First residency for nurse practitioner students

By Janie Magruder
GCU News Bureau

There’s no substitute for doing, especially where thoracic expansions, diaphragmatic excursions and jugular venous pressure are concerned, as 14 nurses from Arizona, Nevada and Florida are finding out this week at Grand Canyon University.

The students are attending GCU’s first residency in the College of Nursing and Health Care Professions’ online Adult-Geriatric-Acute Nurse Practitioner program. The residency, which began Tuesday morning and ends Thursday evening, functions as a final project in the learners’ Advanced Health Assessment course.

They will be tested on dozens of skills, from checking skin tone and ear health to percussing the liver and measuring reflexes in the feet. Only after demonstrating their competencies in person and with pencils on the final exam Thursday will the students be passed to the next course in the curriculum and approved for clinical rotations in the field.

The group was welcomed on Tuesday by Dr. Anne McNamara, dean of CONHCP, and other faculty. Then it spent the morning watching a head-to-toe physical examination by faculty member Dr. Sabine Garrett of Sim Man, a human patient simulator mannequin. The students followed up by gently prodding, listening to breath and other body sounds and assessing the overall health of each other. Those skills are being repeated today on GCU employee and student volunteers.

“Our health-care system is under a lot of stress, and a really good health assessment can help you hone in what you really need in the way of tests, to decide what’s important,” Garrett told the students. “You start with the minimum, instead of using a shotgun approach.”

Traveling the farthest (1,800 miles one way) was Cindy Westbook of Gainesville, Fla., who never had been to GCU, or to Phoenix, until arriving on Monday night. She was sold from the start on the residency, which also involved practicing suturing, lumbar puncture and endotracheal intubation on Sim Man.

“It allows us to connect one-on-one with the institution and fellow students, and validates what we have been learning on our own,” said Westbrook, a nurse in the open heart intensive care unit at the University of Florida Health Shands Hospital.

* [DATA SECTION]:
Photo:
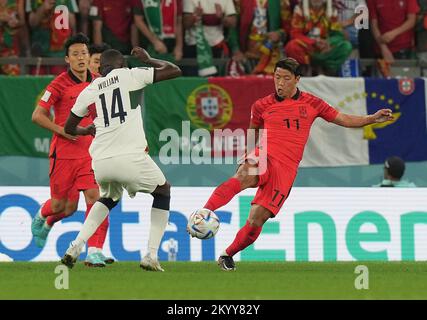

* [REQUIRED WORK]:
Extend the news story about the nurse practitioner students' first residency at Grand Canyon University, picking up after its last paragraph. You won't need the data here.

* [ANSWER TO THIS TASK]:
She was picked up at the airport by Rebecca Nelson, a nurse in the telemetry ward at John C. Lincoln Deer Valley Hospital -- and fellow student in the nurse practitioner program. The women felt like old friends because of the online conversations about curriculum, careers and life they’ve had over the past two years of coursework.

Nelson, of Surprise, spent 16 years in corporate accounting before deciding to become a nurse.

“It’s so rewarding,” she said. “I love the patients, the interaction with them, and at the end of the day, if I’ve made a difference for one minute for one day for one person, that’s what makes it for me.”

Nelson, who graduated summa cum laude from Arizona State University’s nursing school, decided to pursue the nurse practitioner degree because she wants to continue in patient care but also have the credentials to teach future nurses. She also wants to have greater decision-making authority with patients, rather than relying on physicians to write the orders for tests, treatment and discharge.

“I would like to be able to follow my patients even more closely, be more involved in their care and see the difference that I can make,” said Nelson, who plans to graduate in two years.

Before the residency, Westbrook, Nelson and the other students had studied and watched plenty of videos demonstrating health assessments and physical exams. But being hands-on – literally – made their learning more valuable, and the camaraderie that developed in the Sim Lab at the College of Arts and Sciences building was evident.

“I love seeing everyone in person, and having the on-campus experience,” Nelson said. “It feels like being a freshman just moving into the dorm.”